▶ [Trecho selecionado]
O baixo preço pago pelo litro de leite aos produtores está afetando e, em muitos casos, inviabilizando os negócios do setor na Serra Gaúcha. Desde maio deste ano, os valores estão despencando. Dados da Emater RS-Ascar apontam que o maior valor pago em julho deste ano foi de R$ 1,25 o litro. Em julho do ano passado, chegou a R$ 1,50 _ ou seja R$ 0,25 a mais. Parece pouco, mas para quem produz 20 mil litros por mês, a queda no total recebido no final do mês é de R$ 5 mil.
É o caso do produtor de Nova Petrópolis Jocemir Boone, 51 anos, que herdou dos pais e avós o gosto para lidar com gado leiteiro.
— Está difícil de trabalhar. Dá vontade de largar tudo — reclama.

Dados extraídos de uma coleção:
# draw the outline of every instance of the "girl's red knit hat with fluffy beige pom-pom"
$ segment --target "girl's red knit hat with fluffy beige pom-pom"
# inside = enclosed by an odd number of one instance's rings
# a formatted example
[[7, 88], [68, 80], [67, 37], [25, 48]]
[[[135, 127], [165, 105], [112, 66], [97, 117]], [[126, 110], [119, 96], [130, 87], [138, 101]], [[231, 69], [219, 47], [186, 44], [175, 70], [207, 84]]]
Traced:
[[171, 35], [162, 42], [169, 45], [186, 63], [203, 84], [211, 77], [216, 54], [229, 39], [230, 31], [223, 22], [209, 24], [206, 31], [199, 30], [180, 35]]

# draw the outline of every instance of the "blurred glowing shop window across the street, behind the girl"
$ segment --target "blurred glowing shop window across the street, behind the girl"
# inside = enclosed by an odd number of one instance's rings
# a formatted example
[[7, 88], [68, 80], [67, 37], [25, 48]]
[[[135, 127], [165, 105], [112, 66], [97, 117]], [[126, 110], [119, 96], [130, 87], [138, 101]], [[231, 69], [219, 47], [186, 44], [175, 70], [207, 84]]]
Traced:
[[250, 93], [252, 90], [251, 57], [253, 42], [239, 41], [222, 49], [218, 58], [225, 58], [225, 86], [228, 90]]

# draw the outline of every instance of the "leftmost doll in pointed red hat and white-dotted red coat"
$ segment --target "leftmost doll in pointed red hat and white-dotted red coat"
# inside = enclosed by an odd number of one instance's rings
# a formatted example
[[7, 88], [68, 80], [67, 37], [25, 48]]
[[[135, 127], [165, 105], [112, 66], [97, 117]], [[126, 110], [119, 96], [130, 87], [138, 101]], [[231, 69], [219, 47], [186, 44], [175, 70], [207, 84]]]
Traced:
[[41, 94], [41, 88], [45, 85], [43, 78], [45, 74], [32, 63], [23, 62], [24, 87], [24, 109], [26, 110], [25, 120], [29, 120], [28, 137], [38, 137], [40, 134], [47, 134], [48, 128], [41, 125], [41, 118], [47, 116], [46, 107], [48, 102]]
* * *
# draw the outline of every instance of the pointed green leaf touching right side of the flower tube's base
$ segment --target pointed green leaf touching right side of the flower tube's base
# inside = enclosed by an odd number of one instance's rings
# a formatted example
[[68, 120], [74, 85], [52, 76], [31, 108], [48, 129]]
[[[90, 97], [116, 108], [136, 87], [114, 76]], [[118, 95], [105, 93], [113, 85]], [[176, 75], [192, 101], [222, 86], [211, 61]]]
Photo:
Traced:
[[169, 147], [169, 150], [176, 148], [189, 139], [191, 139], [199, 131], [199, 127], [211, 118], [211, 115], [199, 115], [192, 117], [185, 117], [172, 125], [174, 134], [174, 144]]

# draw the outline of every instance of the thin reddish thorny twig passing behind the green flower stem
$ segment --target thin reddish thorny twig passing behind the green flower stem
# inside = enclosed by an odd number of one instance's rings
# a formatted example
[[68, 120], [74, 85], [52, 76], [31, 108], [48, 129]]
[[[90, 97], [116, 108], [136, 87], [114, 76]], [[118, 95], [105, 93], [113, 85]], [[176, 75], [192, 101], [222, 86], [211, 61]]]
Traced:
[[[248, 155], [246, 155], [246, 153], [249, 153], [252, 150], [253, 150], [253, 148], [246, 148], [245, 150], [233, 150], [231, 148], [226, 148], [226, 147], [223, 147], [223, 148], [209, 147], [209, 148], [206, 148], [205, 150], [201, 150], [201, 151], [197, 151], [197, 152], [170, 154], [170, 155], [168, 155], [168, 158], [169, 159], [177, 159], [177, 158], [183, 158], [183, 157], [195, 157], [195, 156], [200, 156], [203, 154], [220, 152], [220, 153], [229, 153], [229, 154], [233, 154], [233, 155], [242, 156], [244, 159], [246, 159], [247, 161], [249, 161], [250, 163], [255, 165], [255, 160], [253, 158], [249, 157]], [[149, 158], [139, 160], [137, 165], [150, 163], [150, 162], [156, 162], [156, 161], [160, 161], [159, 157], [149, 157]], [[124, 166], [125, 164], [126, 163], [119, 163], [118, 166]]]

▶ [Exercícios propostos]
1. Responda às perguntas com base no texto sobre o preço do leite na Serra Gaúcha:
(a) Qual foi o maior valor pago pelo litro em julho deste ano?
(b) De que município é o produtor Jocemir Boone?
(c) Desde quando os valores estão despencando?
2. Por favor, diga se cada afirmação concorda com o texto sobre o preço do leite na Serra Gaúcha e cite as palavras dele que decidem:
(a) Em julho do ano passado, o litro chegou a R$ 1,50.
(b) Jocemir Boone tem 45 anos.
(c) Jocemir Boone começou a lidar com gado leiteiro sem nenhuma influência da família.

▶ [Respostas escritas]
1.
(a) R$ 1,25 o litro.
(b) Nova Petrópolis.
(c) Desde maio deste ano.

2.
(a) Sim: "Em julho do ano passado, chegou a R$ 1,50".
(b) Não: "Jocemir Boone, 51 anos".
(c) Não: "herdou dos pais e avós o gosto para lidar com gado leiteiro".